§ **Activities**
**1)** Name every person identified by name in the essay on drones and war.
**2)** Carry on the essay on drones and war from the point where it ends.

START Excerpt to read

Death by drone is so clean, it’s antiseptic. No doubt the best gamers gathered by the military splash some anti-bacteria lotion, sitting in airconditioned comfort, Coca Cola at the elbow before they diddle their joysticks to kill people half the planet away.
Drones might not seem strange if they won wars. It is a safe bet that with all the collateral damage, American drones won’t win hearts and minds in the Land of the Beheaders. Since 1945, this nation hasn’t greeted a war it couldn’t wait to lose. The thing is, we do it time after time with such complete hubris.
We such a nation of war lovers: The Wall Street Journal’s op-ed page last week carried a piece in support of U.S. troops on the ground in Syria, presumably to dispatch beheaders to their eternal reward of 70-some virgins.
We are far removed from the argument once made on the floor of the U.S. Senate that all of Southeast Asia was not worth one American soldier’s life. Alaskan Ernest Gruening was one of two senators — Wayne Morse was the other — to oppose the Gulf of Tonkin Resolution. That little proclamation passed by the Senate on August 5, 1964, based on lies, gave Lyndon Johnson the authority to unleash the might of American power on the Democratic Republic of North Vietnam. It was called “escalation,” a murderous word that delivered defeat at a cost of more than 50,000 American lives.
The U.S. military learned one thing from Vietnam. Never, never, never depend on conscription to form a fighting force. Dump that draft. Buy the fodder. Lure them. Pay them well. Give them education money, guns and the understanding they may die or maimed.
There is a slow dance being played these days around the idea that there ought to be “American boots on the ground” in Syria. You have to admire that phrase. “Boots on the ground” is the distinction made between invading a sovereign nation via remote control 6,000 miles away or with flesh and blood bodies primed to kill or be killed.

END Excerpt to read
START Records

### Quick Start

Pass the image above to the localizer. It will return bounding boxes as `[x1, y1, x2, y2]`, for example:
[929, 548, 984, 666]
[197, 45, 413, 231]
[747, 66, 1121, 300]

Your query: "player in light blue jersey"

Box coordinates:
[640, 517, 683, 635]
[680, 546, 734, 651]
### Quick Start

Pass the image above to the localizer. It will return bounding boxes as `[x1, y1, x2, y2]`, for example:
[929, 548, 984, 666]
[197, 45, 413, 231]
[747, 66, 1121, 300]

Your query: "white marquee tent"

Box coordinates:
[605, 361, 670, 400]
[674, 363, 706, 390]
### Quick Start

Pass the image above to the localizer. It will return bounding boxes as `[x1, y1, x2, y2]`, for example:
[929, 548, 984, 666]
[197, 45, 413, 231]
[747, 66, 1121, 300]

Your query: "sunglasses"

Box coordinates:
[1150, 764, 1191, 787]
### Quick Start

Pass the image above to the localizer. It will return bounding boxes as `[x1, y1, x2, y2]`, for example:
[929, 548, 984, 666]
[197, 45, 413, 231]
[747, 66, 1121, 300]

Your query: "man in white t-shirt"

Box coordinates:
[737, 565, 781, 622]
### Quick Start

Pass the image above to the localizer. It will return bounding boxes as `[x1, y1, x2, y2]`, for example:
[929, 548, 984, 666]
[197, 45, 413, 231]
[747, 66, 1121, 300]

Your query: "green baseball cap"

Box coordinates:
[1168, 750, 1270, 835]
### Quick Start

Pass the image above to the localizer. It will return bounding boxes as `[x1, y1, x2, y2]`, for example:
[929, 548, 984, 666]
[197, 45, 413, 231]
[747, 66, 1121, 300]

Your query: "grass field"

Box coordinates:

END Records
START Records

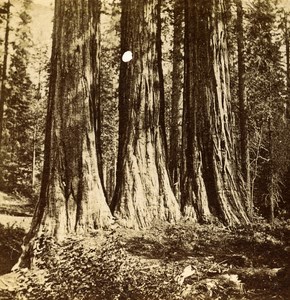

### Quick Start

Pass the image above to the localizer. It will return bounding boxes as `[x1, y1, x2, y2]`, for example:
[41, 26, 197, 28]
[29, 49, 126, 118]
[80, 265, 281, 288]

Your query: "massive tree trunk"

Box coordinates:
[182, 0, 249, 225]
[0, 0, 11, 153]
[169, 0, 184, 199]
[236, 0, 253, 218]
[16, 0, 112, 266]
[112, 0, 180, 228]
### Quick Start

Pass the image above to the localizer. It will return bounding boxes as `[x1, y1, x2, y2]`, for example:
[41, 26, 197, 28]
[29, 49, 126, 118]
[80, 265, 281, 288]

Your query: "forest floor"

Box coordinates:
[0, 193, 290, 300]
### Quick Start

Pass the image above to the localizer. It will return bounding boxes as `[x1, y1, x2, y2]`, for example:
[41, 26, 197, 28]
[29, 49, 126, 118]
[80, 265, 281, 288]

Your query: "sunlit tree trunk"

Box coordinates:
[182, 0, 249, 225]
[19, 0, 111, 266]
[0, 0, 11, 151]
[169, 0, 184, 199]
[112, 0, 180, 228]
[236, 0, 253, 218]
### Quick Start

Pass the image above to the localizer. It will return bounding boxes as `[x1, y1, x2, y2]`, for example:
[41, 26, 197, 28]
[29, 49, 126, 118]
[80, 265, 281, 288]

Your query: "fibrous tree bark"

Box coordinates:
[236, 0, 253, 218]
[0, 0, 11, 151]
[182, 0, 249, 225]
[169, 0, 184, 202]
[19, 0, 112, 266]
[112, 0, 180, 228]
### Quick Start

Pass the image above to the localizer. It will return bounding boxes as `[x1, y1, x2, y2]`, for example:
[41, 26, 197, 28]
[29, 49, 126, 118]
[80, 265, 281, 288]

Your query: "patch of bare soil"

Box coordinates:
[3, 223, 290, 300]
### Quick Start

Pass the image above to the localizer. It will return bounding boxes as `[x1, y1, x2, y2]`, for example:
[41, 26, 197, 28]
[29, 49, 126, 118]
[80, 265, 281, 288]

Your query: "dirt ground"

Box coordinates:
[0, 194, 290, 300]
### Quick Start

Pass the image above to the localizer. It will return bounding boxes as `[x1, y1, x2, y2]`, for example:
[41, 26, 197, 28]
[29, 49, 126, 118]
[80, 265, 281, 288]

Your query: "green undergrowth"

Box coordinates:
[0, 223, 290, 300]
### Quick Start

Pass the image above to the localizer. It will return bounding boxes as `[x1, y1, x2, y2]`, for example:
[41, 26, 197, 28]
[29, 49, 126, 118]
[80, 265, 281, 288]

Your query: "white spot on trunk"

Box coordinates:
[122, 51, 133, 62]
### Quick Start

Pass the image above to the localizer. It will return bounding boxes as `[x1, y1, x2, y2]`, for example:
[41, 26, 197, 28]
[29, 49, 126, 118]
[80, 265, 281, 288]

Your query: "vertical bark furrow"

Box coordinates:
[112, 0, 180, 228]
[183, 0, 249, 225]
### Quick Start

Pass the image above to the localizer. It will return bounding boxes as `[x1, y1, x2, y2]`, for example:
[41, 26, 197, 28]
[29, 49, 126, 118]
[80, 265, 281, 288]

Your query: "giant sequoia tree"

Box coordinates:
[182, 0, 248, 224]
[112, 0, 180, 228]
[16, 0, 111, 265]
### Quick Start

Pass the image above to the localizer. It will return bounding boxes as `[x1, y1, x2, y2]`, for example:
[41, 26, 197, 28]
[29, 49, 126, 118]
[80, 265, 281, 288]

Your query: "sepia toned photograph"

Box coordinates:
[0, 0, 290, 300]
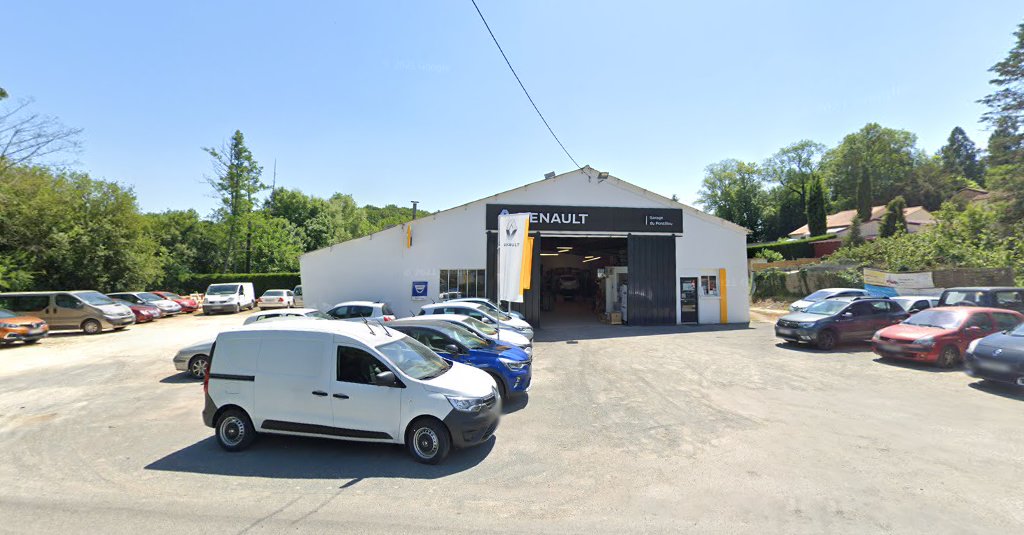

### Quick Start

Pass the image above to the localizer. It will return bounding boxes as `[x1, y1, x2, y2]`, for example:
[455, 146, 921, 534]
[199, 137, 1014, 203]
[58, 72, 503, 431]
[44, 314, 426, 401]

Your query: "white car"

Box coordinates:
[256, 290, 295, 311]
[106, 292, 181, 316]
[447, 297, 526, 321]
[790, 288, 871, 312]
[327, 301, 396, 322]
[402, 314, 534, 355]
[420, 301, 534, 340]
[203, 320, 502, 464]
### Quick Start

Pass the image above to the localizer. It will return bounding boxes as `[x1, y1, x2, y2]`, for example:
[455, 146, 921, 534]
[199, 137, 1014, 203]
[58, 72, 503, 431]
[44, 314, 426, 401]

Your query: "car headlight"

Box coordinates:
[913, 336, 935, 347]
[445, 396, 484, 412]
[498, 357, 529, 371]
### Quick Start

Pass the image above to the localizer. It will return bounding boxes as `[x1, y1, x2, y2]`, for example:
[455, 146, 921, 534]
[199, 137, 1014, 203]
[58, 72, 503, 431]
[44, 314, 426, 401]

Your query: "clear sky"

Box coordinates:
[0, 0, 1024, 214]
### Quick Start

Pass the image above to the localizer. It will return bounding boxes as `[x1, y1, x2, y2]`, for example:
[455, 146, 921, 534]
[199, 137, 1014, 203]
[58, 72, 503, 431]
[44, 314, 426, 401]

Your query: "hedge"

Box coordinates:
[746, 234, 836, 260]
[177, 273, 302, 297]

END Records

§ **Results**
**1)** Ernest Gruening, Wayne Morse, Lyndon Johnson

**2)**
I sometimes wonder what would happen if the United States left the rest of the world to its devices. It would be a humble policy one that recognized the limits of power. It’s worth considering given one of the premises in a new book written by Army General Daniel Bolger. It is titled: “Why We Lost: A General’s Inside Account of the Iraq and Afghanistan Wars.” Gen. Bolger wrote a piece in the September issue of Harper’s, a short summary of the book:
“Once it becomes clear that the external forces won’t stay past a certain date, the guerrillas simply back off and wait it out. Had America treated Afghanistan and Iraq from the beginning as the future fifty-first and fifty-second states, counter-in surgency theory offered a way to pacify them. Saddled with incomplete authority over Afghan and Iraqi internal affairs, inept host governments, and ticking clocks, we could not do it.”
Hence we lost in Iraq and Afghanistan because we did not prosecute a policy of war forever. Anything short of a forever war for an occupying army means defeat. One cannot imagine Americans being amenable to the idea that ought to be states of the union or colonies for that matter.
The Obama administration contends that the bad guys in Yemen have been mostly defeated by American drones. It may very well be. But one suspects time is on their side. That is, barring some groundswell of popular support in this country for Yemen’s statehood.